> GIVEN INFORMATION
###

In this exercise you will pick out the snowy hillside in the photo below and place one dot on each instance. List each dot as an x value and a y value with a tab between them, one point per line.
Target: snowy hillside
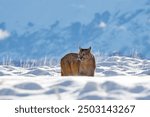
114	28
115	78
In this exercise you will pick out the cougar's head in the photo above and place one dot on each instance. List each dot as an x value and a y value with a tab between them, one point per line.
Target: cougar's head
84	53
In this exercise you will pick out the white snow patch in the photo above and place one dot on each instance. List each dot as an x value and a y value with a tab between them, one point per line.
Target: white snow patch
115	78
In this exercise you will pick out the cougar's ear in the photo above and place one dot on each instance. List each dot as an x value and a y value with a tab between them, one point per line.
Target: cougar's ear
80	48
90	48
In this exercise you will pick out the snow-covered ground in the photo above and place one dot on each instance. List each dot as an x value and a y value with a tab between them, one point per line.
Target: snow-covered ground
115	78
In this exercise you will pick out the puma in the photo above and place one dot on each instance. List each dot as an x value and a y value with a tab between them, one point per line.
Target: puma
78	64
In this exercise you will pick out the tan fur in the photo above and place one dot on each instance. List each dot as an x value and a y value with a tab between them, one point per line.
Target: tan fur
70	65
81	64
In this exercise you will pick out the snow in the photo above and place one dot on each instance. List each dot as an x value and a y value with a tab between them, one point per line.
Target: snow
116	78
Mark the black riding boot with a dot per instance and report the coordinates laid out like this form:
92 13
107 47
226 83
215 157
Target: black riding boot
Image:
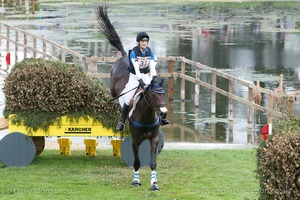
163 120
121 125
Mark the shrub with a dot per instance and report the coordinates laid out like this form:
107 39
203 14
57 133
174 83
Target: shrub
279 167
39 91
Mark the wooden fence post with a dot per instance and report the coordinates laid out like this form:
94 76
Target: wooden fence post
16 46
182 87
213 92
44 49
197 88
230 100
34 46
250 108
25 46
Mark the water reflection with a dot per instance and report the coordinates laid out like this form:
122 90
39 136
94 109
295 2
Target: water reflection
252 41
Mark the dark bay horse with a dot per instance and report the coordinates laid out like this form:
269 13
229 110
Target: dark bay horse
144 122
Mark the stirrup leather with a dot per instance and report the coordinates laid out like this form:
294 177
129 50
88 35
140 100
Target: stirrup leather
120 126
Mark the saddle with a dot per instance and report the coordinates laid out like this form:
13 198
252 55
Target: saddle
134 101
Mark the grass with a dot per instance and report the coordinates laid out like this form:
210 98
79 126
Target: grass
182 174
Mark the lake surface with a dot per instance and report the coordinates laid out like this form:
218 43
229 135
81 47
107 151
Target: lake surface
252 41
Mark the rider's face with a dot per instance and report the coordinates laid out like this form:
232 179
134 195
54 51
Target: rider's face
143 44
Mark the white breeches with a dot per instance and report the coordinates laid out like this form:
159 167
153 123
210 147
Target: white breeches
132 83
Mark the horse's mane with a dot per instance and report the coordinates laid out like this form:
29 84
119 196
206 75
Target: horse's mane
108 29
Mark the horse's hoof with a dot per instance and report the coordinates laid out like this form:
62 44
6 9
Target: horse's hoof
154 187
136 183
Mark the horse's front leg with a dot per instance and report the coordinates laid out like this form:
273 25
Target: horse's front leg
153 180
136 177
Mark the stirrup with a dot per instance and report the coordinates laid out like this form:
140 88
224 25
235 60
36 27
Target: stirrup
120 126
164 122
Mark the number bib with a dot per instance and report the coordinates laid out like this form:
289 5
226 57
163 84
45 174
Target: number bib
144 62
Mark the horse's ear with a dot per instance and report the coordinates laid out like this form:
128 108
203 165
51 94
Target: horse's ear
151 83
162 82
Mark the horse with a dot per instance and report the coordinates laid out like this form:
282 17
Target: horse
144 122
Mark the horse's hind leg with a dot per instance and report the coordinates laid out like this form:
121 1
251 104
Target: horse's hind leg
136 177
153 180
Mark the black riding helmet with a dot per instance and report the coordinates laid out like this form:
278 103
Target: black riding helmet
142 35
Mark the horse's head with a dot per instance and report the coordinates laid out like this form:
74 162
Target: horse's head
156 97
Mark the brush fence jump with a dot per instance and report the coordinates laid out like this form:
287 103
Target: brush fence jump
22 144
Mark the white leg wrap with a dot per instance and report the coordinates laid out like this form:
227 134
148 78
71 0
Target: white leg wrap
153 177
136 176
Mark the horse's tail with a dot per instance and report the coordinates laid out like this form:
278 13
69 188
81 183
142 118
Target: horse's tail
108 29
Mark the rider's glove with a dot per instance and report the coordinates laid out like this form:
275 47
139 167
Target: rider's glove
142 83
155 79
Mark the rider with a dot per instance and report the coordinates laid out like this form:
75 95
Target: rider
142 62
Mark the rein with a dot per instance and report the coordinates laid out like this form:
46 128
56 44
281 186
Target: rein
122 94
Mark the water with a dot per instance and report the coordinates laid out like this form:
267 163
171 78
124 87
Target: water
252 41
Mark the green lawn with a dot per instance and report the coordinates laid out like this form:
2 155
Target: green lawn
182 174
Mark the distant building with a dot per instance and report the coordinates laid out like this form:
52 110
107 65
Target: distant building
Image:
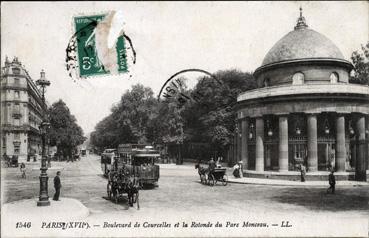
304 111
22 111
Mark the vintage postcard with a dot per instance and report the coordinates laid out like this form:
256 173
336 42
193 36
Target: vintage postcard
184 119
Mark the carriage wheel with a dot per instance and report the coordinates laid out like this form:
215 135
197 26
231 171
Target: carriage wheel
108 190
225 180
211 180
202 179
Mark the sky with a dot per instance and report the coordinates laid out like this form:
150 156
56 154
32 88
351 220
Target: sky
168 37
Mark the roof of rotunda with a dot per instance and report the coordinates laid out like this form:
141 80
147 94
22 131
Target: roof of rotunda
302 43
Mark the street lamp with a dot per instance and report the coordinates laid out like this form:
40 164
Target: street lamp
44 197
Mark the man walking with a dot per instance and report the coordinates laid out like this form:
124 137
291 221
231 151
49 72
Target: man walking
332 182
303 172
57 186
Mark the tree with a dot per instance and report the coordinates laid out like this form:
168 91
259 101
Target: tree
129 121
64 131
212 118
360 60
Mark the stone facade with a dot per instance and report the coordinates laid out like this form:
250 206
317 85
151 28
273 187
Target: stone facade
22 111
304 110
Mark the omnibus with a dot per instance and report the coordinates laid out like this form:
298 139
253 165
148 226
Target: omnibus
107 158
141 161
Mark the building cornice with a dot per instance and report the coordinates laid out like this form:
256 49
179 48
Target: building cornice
305 61
305 89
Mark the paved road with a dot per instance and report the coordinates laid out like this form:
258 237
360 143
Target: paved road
180 193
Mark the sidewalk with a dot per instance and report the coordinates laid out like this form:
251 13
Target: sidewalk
279 182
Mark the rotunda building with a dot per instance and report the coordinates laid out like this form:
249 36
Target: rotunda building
304 111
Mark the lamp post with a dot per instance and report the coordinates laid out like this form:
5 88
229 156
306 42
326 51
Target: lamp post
44 197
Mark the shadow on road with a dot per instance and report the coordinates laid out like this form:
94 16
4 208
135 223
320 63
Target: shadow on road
318 199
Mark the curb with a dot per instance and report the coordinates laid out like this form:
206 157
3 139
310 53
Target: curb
301 184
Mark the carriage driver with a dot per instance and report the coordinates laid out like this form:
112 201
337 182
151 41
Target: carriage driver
211 167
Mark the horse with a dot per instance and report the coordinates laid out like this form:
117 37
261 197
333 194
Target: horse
202 172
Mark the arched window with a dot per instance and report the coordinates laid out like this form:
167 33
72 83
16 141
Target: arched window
298 78
334 77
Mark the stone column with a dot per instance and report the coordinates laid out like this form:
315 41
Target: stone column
360 173
244 139
367 143
259 163
312 142
340 143
239 141
283 143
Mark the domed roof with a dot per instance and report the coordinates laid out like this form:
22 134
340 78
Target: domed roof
302 43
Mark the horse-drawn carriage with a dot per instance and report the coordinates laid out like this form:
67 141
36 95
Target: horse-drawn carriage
208 177
122 181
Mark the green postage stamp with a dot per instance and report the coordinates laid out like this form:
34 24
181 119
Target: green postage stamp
89 50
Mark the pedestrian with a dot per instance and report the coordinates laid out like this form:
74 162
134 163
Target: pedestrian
236 171
303 172
57 186
332 182
240 163
23 170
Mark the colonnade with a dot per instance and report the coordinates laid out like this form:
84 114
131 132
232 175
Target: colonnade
362 151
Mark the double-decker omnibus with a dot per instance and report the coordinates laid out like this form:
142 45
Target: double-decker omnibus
107 159
138 159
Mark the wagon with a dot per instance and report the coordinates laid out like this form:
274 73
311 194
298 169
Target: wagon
218 175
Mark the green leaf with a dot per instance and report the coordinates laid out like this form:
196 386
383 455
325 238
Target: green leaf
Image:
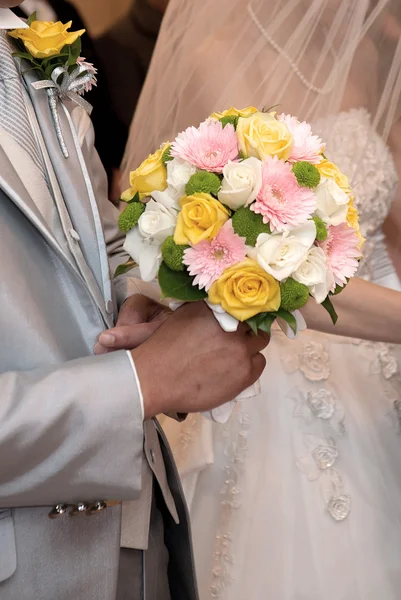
134 199
287 317
339 288
327 304
124 268
31 18
179 285
253 323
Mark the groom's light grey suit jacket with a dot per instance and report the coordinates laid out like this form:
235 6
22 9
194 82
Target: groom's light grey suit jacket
70 423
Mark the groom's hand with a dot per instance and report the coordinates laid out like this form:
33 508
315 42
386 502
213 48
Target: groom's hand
138 319
190 364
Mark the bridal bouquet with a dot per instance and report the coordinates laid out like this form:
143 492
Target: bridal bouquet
246 212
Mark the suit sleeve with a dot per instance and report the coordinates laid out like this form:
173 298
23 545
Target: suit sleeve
70 433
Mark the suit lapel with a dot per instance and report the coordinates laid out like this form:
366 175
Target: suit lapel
72 192
13 160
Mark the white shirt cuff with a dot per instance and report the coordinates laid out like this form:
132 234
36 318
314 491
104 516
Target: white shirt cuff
138 384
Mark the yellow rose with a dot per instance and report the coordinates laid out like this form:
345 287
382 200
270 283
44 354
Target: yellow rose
329 169
353 221
201 218
245 290
149 177
261 135
234 112
45 38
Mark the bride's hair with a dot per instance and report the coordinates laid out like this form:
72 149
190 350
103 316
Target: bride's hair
312 57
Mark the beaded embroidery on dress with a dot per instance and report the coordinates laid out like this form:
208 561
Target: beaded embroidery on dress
316 479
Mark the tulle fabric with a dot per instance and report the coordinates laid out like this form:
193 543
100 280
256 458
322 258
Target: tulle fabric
299 54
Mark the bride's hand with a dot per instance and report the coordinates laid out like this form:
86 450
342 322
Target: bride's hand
138 319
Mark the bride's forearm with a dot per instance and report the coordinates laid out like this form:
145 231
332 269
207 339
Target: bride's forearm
365 310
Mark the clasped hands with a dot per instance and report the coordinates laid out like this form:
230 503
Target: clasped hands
184 360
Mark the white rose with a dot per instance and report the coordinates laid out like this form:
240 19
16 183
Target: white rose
241 184
178 174
314 274
143 243
332 202
280 254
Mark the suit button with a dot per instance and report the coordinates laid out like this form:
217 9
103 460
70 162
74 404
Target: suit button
97 507
79 509
58 510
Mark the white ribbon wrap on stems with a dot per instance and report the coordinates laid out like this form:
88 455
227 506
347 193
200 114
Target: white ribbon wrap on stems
221 414
70 86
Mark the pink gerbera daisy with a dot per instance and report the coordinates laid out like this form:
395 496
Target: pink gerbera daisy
210 147
342 251
306 146
208 259
281 201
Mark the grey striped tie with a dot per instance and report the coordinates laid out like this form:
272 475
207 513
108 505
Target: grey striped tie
13 115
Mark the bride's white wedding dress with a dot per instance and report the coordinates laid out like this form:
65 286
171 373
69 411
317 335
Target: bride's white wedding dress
298 496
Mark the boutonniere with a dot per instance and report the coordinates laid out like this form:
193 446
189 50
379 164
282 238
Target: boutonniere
55 52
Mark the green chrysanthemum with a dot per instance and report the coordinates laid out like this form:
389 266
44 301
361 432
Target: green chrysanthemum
130 216
173 254
166 156
294 295
202 181
321 229
249 225
230 119
307 174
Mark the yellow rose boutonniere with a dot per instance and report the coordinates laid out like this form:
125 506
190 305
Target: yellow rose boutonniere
201 218
149 177
330 170
44 39
261 135
245 290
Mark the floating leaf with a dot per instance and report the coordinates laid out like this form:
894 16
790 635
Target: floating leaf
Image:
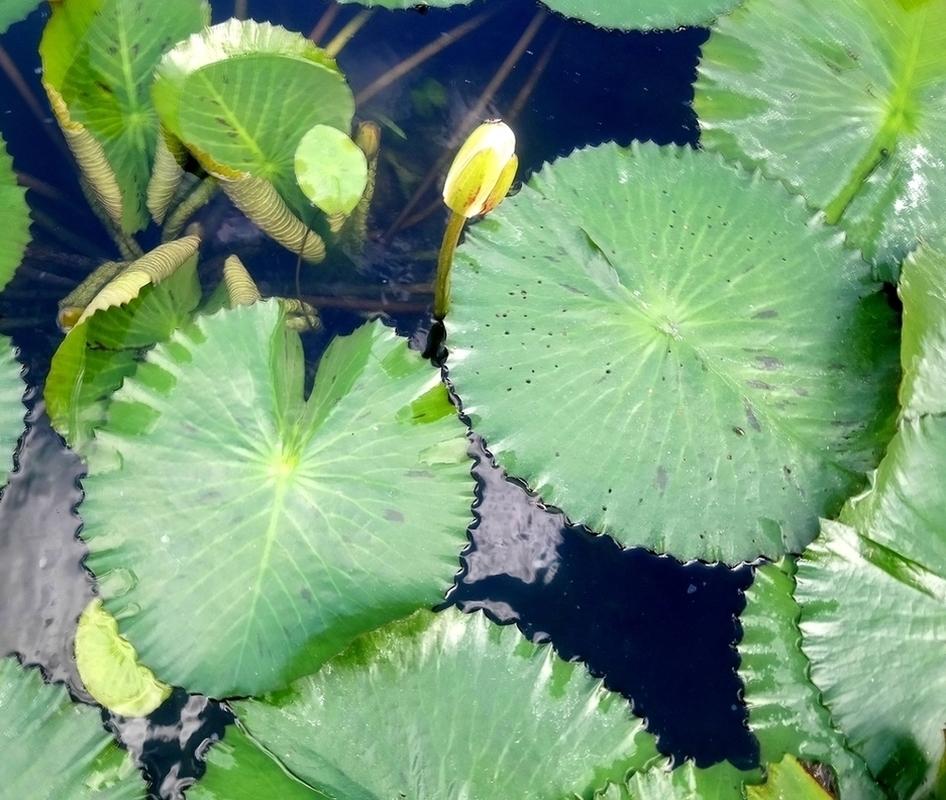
14 10
331 169
923 356
845 102
16 218
785 712
872 587
687 782
11 397
449 705
98 354
53 747
241 95
98 58
278 528
624 14
673 352
109 668
788 779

###

> EXERCISE OBJECTIVE
The lines holding the word "each" are the answer. Find them in the entries and copy them.

> WRITTEN ANSWER
In this exercise you will pick out the snowy hillside in the photo below and place one dot on each instance. List each dot as an x value and a y value with a tab between them, one point per line.
In this exercise you will pick out the cougar's head in the photo above and place one dot on each instance. List each dot as an x value and a y value with a tab between them, one point per line.
In this exercise you will pick out the white snow patch in the photo above and place one dot on each instance. List each dot as an x value and a y value with a tab between them, one point per line.
In this exercise you will pick out the cougar's ear in the photo above and place one dot on each instance. List each dot as an x value and a y value with a tab between them, one point per line.
In this exercise you will pick out the snow-covered ground in the photo above and place one dot on each instance. List each dot as an x value and a y value with a tab between them, one point per line.
In this exercise you will pick out the puma in the photo above and place one dot on each instance. List each dot as an x value and a y value with a tab between them, one point per line.
In this exercise you will pick out the tan fur in the photo above and place one dot on each instance. List each dot as an x value and a y value with a tab between them, one point per line.
In this exercise you will pick out the snow in the photo above and place one dot on each instance. List each dot as an x value and a y value with a tab between them, one point per line.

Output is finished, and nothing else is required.